- **What the exercise asks**: Copy the excerpt on the Hawks' seasons from 2008 to 2011 word for word, in full.

Uniforms from 2007 to 2015. In 2014, the shorts logo changed to the team's updated "Pac-Man" logo.

The 2008–09 season saw the Hawks win 47 games, their first winning season since 1999. With almost an intact lineup from the previous year, the Hawks manage to take a step forward in their development. Again they were pushed to a Game 7 in the first round but capitalized on home-court advantage earning their first playoff series win since 1999 against the Miami Heat. The Hawks were swept by the Cleveland Cavaliers 4–0 in the conference semifinals.

The 2009–10 season saw the Hawks improve further, winning 53 games, their first 50-win season since 1997–98. Al Horford earned his first All-Star selection, and along with Joe Johnson, this marked the first time since 1998 that the Hawks sent two players to the All-Star Game. The playoffs, however, were a reprise from the previous year. They won a hard-fought seven-game series against the Milwaukee Bucks, but they were swept by the Orlando Magic in the second round, with every game a one-sided contest. After the season, the Hawks dismissed head coach Mike Woodson and was replaced by Larry Drew.

The Hawks took a step back in the 2010–11 season, finishing with 44 wins, even though Horford and Johnson were named to the All-Star team. In mid-season the Hawks traded Mike Bibby to the Washington Wizards for Kirk Hinrich, in hopes of bringing a defensive guard to replace the defensively liable Bibby. The Hawks finished the season losing their final six games. In the playoffs the Hawks beat the Magic in six games; however, they subsequently lost to the Chicago Bulls in the Eastern Conference semifinals in six games.

In August 2011, it was announced that California-based businessman Alex Meruelo was buying a majority stake of the Hawks, but in November he backed out of his intentions.

- **Entries supplied**:

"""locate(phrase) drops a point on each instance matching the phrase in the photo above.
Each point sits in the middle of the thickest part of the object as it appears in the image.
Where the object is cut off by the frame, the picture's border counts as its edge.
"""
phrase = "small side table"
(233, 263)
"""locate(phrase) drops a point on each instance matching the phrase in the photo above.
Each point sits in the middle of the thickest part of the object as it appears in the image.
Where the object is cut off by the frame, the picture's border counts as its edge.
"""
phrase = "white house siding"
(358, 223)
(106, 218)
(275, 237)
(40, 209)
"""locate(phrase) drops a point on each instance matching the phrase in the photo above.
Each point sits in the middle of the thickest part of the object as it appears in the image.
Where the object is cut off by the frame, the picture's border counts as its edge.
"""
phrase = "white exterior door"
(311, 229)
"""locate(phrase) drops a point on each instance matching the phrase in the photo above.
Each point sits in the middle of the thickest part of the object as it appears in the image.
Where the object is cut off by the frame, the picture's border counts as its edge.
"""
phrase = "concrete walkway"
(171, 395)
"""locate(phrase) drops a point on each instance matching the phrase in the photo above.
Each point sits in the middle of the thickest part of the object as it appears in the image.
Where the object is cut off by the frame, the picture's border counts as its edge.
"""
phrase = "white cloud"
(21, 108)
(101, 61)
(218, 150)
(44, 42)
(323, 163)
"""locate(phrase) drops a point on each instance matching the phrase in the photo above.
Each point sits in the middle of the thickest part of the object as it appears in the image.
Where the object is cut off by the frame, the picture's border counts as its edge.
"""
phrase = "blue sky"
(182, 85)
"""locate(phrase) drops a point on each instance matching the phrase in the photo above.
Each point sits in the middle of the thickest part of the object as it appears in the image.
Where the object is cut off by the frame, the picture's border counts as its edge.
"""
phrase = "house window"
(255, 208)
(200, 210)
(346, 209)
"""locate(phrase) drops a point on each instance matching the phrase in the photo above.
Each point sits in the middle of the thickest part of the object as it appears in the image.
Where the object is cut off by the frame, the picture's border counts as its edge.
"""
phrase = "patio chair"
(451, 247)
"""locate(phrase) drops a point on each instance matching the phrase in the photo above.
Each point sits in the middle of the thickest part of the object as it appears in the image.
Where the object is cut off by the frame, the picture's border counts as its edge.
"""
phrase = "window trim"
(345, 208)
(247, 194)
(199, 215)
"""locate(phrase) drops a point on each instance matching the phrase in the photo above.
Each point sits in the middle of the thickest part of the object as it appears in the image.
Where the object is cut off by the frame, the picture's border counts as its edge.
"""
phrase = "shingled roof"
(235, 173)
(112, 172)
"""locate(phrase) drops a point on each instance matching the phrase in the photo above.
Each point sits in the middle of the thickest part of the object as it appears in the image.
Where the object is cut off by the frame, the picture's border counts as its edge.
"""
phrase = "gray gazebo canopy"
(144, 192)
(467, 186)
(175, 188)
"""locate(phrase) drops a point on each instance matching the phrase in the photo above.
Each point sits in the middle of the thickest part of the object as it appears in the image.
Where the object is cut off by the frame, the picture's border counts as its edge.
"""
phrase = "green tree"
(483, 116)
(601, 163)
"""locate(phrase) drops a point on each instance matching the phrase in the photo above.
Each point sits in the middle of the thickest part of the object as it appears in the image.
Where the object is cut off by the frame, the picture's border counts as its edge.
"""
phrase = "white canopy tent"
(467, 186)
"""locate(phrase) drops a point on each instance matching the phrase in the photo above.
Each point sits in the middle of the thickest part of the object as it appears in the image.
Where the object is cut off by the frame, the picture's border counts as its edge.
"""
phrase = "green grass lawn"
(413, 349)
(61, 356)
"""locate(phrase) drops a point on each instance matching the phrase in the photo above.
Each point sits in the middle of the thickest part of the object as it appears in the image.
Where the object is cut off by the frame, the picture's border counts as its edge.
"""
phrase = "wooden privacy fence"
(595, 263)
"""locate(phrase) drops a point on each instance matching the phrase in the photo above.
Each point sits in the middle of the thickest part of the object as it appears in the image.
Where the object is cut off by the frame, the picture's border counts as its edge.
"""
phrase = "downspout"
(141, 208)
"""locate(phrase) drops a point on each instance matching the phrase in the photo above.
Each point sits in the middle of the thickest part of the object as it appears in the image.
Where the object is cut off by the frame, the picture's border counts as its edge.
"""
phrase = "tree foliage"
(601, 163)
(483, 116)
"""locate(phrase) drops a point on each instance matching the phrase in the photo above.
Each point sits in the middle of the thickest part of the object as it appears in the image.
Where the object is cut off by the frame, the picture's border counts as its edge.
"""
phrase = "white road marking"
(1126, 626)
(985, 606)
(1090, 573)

- **Response**:
Uniforms from 2007 to 2015. In 2014, the shorts logo changed to the team's updated "Pac-Man" logo.

The 2008–09 season saw the Hawks win 47 games, their first winning season since 1999. With almost an intact lineup from the previous year, the Hawks manage to take a step forward in their development. Again they were pushed to a Game 7 in the first round but capitalized on home-court advantage earning their first playoff series win since 1999 against the Miami Heat. The Hawks were swept by the Cleveland Cavaliers 4–0 in the conference semifinals.

The 2009–10 season saw the Hawks improve further, winning 53 games, their first 50-win season since 1997–98. Al Horford earned his first All-Star selection, and along with Joe Johnson, this marked the first time since 1998 that the Hawks sent two players to the All-Star Game. The playoffs, however, were a reprise from the previous year. They won a hard-fought seven-game series against the Milwaukee Bucks, but they were swept by the Orlando Magic in the second round, with every game a one-sided contest. After the season, the Hawks dismissed head coach Mike Woodson and was replaced by Larry Drew.

The Hawks took a step back in the 2010–11 season, finishing with 44 wins, even though Horford and Johnson were named to the All-Star team. In mid-season the Hawks traded Mike Bibby to the Washington Wizards for Kirk Hinrich, in hopes of bringing a defensive guard to replace the defensively liable Bibby. The Hawks finished the season losing their final six games. In the playoffs the Hawks beat the Magic in six games; however, they subsequently lost to the Chicago Bulls in the Eastern Conference semifinals in six games.

In August 2011, it was announced that California-based businessman Alex Meruelo was buying a majority stake of the Hawks, but in November he backed out of his intentions.